■ **Job 1**
Which Recoton RF modulator model does the forum thread on stereo RF modulators name as one often seen on Ebay?

■ **Selected extract**
# Stereo RF Modulators?



## GnatGoSplat (Feb 22, 2003)

My house has a strange setup where each CATV jack in every room is daisy-chained off an adjoining room via splitter inside the wall box. I decided to take advantage of this strange wiring by connecting my Dishnetwork 301 receiver's RF output to the CATV jack to send the signal to TV's in other rooms.

This works great and the picture is sufficiently clear - not as good as SVideo, but good enough. However, I noticed the RF output from the 301 is mono.

I've seen many RF modulators on Ebay advertised as being stereo, or having stereo input. Indeed, they have separate L & R audio inputs. Does this always mean the RF modulator is modulating a stereo signal that the TV's tuner can decode, or are these RF modulators simply mixing L+R and sending a mono audio signal? One RF modulator in particular I see on Ebay a lot is the Recoton DVD647. Anyone know anything about these, or have any brand/model of RF modulators that DEFINITELY modulate stereo?


----------



## JohnH (Apr 22, 2002)

I have several which have L & R inputs, but none of them are stereo. There are stereo ones available. I do not have a list off hand. The price would be substantially higher than the mono ones.

The Recoton is not likely stereo at the price Amazon has them for
http://www.amazon.com/exec/obidos/ASIN/B00005T3FO/inktomi-ceasin-20/ref=nosim/104-9477210-9135908


----------



## JohnH (Apr 22, 2002)

Some possibles here:
http://www.smarthome.com/av_mod.html


----------



## yomama (Nov 3, 2003)

Actually all VCR, DVR, or SAT receivers have mono RF output. 

I have been looking to get one of these for awhile, and this is the best price I found so far http://www.buy.com/retail/electronics/product.asp?sku=90120322&loc=111&sp=1


----------



## boba (May 23, 2003)

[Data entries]
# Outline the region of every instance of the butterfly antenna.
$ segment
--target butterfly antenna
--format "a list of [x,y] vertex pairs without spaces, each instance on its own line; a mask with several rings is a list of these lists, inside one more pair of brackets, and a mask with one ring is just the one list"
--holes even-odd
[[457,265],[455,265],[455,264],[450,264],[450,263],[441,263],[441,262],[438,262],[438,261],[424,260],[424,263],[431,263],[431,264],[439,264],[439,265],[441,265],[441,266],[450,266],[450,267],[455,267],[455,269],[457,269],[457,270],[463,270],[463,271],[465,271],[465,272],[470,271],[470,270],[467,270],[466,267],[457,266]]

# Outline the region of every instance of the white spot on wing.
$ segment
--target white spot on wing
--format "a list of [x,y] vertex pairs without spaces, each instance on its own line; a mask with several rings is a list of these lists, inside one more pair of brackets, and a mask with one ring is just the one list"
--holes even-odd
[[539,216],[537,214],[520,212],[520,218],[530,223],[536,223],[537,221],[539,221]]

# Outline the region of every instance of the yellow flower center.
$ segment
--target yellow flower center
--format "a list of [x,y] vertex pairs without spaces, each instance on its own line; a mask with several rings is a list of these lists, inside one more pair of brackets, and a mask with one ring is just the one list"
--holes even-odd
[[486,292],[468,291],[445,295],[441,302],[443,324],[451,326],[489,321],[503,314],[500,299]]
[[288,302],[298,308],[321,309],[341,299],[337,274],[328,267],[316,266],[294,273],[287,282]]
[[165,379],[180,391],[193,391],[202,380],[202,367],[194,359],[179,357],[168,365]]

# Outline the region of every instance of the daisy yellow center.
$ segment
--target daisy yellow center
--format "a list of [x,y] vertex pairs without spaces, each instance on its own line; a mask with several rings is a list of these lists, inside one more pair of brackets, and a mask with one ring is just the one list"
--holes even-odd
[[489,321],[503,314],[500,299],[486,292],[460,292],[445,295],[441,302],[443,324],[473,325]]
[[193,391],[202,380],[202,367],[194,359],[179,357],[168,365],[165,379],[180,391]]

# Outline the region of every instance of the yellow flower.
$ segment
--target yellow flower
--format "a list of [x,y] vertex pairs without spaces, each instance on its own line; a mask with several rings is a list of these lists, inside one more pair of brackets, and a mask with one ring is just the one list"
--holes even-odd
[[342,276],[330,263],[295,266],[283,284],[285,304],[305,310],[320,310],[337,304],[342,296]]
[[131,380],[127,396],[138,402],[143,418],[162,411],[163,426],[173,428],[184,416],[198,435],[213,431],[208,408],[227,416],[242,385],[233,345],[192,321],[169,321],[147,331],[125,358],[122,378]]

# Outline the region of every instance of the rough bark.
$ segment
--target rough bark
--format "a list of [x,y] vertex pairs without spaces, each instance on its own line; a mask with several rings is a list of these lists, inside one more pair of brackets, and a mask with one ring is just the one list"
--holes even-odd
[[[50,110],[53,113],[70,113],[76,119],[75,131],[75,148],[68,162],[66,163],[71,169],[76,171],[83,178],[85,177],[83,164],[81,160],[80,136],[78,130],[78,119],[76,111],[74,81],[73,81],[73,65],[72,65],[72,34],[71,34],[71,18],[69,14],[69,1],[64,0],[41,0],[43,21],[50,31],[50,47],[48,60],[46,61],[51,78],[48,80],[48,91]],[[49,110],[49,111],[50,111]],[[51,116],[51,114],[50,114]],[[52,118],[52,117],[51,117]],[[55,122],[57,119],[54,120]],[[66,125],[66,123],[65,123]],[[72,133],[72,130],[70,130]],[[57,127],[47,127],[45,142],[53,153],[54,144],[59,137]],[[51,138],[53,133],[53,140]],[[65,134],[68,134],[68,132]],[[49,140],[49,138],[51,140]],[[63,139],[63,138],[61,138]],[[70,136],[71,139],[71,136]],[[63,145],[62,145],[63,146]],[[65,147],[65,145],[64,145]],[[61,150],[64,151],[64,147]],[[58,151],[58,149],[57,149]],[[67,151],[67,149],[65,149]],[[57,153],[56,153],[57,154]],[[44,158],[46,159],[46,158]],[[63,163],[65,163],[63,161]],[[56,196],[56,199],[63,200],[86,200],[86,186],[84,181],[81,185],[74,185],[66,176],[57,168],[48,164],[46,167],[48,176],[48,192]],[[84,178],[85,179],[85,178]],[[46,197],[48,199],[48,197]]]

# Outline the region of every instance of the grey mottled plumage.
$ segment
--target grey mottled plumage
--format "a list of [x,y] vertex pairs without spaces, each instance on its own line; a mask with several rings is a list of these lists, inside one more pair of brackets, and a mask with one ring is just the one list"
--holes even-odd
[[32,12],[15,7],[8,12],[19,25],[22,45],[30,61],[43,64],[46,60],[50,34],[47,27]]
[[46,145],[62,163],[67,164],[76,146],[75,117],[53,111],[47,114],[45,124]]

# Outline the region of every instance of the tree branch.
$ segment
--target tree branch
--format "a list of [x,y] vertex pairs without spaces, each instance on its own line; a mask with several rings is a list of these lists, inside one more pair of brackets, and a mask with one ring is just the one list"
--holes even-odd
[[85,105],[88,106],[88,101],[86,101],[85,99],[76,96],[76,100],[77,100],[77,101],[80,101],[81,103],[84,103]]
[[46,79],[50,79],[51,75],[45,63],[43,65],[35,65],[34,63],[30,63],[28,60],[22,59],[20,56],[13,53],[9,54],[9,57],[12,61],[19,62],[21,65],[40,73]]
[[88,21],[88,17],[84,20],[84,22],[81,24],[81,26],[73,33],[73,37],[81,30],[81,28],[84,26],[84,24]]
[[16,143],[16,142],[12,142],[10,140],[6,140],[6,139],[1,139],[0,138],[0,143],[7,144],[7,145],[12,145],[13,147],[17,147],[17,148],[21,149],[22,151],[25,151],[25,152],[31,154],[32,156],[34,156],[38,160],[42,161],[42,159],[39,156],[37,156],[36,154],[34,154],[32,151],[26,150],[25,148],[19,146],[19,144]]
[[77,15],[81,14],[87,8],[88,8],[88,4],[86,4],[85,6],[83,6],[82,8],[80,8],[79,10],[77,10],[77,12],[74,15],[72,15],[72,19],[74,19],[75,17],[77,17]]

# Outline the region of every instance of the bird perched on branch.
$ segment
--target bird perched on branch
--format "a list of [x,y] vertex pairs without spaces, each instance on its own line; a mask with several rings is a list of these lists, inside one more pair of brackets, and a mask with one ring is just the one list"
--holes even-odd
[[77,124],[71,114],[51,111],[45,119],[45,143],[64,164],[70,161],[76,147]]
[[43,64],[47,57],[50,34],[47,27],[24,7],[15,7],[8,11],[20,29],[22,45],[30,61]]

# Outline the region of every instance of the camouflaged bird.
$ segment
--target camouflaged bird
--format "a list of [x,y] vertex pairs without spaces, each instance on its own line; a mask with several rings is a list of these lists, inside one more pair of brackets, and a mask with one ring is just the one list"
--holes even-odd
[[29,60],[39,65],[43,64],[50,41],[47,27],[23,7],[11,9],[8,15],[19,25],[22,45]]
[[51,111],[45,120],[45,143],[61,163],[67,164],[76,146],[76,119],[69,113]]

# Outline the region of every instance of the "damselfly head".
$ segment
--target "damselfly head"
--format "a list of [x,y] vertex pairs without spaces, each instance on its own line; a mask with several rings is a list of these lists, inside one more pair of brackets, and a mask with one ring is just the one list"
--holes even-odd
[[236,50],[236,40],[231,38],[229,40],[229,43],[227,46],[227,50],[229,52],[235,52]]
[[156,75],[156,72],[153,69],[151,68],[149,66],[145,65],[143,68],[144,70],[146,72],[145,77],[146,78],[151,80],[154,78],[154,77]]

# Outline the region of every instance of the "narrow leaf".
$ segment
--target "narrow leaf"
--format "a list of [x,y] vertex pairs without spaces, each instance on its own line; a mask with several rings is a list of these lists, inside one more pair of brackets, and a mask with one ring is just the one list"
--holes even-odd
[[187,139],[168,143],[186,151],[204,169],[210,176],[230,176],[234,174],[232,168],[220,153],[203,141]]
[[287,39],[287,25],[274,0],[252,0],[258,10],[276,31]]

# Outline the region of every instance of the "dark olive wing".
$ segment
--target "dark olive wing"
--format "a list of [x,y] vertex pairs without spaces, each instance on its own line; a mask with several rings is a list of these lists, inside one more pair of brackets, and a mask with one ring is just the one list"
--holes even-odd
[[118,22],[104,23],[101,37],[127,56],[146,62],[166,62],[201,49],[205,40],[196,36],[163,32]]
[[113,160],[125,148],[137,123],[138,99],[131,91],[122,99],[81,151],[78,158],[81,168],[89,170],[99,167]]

■ **Job 2**
List every line of the listing above that holds the string "narrow". Case counts.

■ **Full solution 1**
The Recoton DVD647.

■ **Full solution 2**
# Outline the region of every instance of the "narrow leaf".
--target "narrow leaf"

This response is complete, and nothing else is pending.